:: Text provided ::
Single by Soundgarden

from the album Superunknown
- B-side: "Like Suicide" (acoustic); "Kickstand" (live);
- Released: April 18, 1994
- Studio: Bad Animals (Seattle, Washington)
- Genre: Grunge
- Length: 5:19
- Label: A&M
- Songwriter: Chris Cornell
- Producers: Michael Beinhorn; Soundgarden;

Soundgarden singles chronology
| "Spoonman" (1994) | "The Day I Tried to Live" (1994) | "Black Hole Sun" (1994) |

Music video
- "The Day I Tried to Live" on YouTube

= The Day I Tried to Live =

1994 single by Soundgarden

"The Day I Tried to Live" is a song by American rock band Soundgarden. Written by frontman Chris Cornell, "The Day I Tried to Live" was released in April 1994 as the second single from the band's fourth studio album, Superunknown (1994). The song peaked at number 13 on the Billboard Album Rock Tracks chart and number 25 on the Modern Rock Tracks chart. The song was included on Soundgarden's 1997 greatest hits album, A-Sides.
:::
:: Provided information ::
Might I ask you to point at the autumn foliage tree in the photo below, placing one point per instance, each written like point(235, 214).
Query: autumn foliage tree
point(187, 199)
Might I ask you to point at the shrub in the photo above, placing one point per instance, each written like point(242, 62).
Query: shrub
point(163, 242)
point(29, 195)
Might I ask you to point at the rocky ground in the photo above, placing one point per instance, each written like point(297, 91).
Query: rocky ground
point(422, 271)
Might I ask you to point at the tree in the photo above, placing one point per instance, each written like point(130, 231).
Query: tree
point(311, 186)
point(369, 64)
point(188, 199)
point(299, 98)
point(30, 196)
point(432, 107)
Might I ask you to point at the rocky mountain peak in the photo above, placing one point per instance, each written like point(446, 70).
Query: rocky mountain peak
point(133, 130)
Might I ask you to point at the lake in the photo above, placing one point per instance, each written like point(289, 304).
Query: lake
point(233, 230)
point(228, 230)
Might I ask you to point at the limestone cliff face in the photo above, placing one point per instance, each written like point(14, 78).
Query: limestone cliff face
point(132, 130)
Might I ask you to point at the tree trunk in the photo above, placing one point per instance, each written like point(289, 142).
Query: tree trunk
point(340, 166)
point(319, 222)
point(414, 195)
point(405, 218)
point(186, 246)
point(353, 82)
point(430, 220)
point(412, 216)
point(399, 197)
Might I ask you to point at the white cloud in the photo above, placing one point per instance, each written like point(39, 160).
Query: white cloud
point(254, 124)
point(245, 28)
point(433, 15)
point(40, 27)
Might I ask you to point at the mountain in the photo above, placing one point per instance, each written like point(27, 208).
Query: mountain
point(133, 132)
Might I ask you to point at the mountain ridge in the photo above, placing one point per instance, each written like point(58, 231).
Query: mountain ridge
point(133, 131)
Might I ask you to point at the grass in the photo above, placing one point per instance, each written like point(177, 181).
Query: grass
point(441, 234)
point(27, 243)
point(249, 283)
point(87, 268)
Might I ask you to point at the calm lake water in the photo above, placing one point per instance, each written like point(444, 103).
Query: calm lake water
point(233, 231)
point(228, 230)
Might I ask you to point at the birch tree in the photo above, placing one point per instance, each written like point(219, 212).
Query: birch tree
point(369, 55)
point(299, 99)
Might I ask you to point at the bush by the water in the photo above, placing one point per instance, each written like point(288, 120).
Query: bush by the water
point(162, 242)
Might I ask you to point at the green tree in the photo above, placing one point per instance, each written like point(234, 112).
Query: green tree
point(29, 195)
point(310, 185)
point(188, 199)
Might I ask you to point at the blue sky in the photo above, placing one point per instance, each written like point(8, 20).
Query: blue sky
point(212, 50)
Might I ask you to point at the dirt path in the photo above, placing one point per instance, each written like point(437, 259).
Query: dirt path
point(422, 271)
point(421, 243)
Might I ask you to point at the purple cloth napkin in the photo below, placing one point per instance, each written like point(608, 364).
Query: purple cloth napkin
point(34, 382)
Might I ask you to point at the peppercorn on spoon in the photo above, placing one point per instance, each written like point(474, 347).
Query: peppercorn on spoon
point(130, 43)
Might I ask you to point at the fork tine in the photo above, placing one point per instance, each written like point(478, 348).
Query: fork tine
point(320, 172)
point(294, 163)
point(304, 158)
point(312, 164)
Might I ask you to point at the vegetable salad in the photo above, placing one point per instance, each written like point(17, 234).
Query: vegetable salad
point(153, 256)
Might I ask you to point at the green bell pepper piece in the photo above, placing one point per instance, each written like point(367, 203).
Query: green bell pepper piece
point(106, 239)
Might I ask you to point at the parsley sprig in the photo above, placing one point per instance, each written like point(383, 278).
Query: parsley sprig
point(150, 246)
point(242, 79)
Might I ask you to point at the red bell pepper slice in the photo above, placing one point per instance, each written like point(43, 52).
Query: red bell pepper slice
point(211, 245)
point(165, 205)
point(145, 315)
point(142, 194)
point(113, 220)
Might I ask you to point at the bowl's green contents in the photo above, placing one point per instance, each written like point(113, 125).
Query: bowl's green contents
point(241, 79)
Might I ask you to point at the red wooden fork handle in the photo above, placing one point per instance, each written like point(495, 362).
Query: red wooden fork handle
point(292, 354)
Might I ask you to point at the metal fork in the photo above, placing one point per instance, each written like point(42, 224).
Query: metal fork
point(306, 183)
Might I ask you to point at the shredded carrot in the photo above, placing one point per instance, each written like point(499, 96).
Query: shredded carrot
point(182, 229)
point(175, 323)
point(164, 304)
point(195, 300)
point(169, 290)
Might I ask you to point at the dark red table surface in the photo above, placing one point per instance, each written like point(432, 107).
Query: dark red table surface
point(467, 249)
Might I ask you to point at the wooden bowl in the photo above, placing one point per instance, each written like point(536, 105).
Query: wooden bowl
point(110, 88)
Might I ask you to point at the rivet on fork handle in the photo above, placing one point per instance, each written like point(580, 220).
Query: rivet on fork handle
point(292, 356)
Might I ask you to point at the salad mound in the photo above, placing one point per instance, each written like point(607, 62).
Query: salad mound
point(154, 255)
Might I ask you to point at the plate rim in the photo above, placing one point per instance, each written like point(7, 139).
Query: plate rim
:::
Required work =>
Extend the piece on Soundgarden's "The Day I Tried to Live" by writing what comes after its final sentence. The rows come from a different source than the text.

Expected answer =>
==Composition==
"The Day I Tried to Live" was written by frontman Chris Cornell. The guitar tuning, as with many Soundgarden songs, is unorthodox: E-E-B-B-B-B (from lowest to highest string). The song has a dissonant atmosphere and is also notable for its changing time signatures. For much of the song, there is a cycle of one measure of 7/4, then two of 4/4. Guitarist Kim Thayil has said that Soundgarden usually did not consider the time signature of a song until after the band had written it, and said that the use of odd meters was "a total accident."

==Lyrics==
Cornell on "The Day I Tried to Live":

It's about trying to step out of being patterned and closed off and reclusive, which I've always had a problem with. It's about attempting to be normal and just go out and be around other people and hang out. I have a tendency to sometimes be pretty closed off and not see people for long periods of time and not call anyone. It's actually, in a way, a hopeful song. Especially the lines "One more time around/Might do it", which is basically saying, 'I tried today to understand and belong and get along with other people, and I failed, but I'll probably try again tomorrow.' A lot of people misinterpreted that song as a suicide-note song. Taking the word "live" too literally. "The Day I Tried to Live" means more like the day I actually tried to open up myself and experience everything that's going on around me as opposed to blowing it all off and hiding in a cave.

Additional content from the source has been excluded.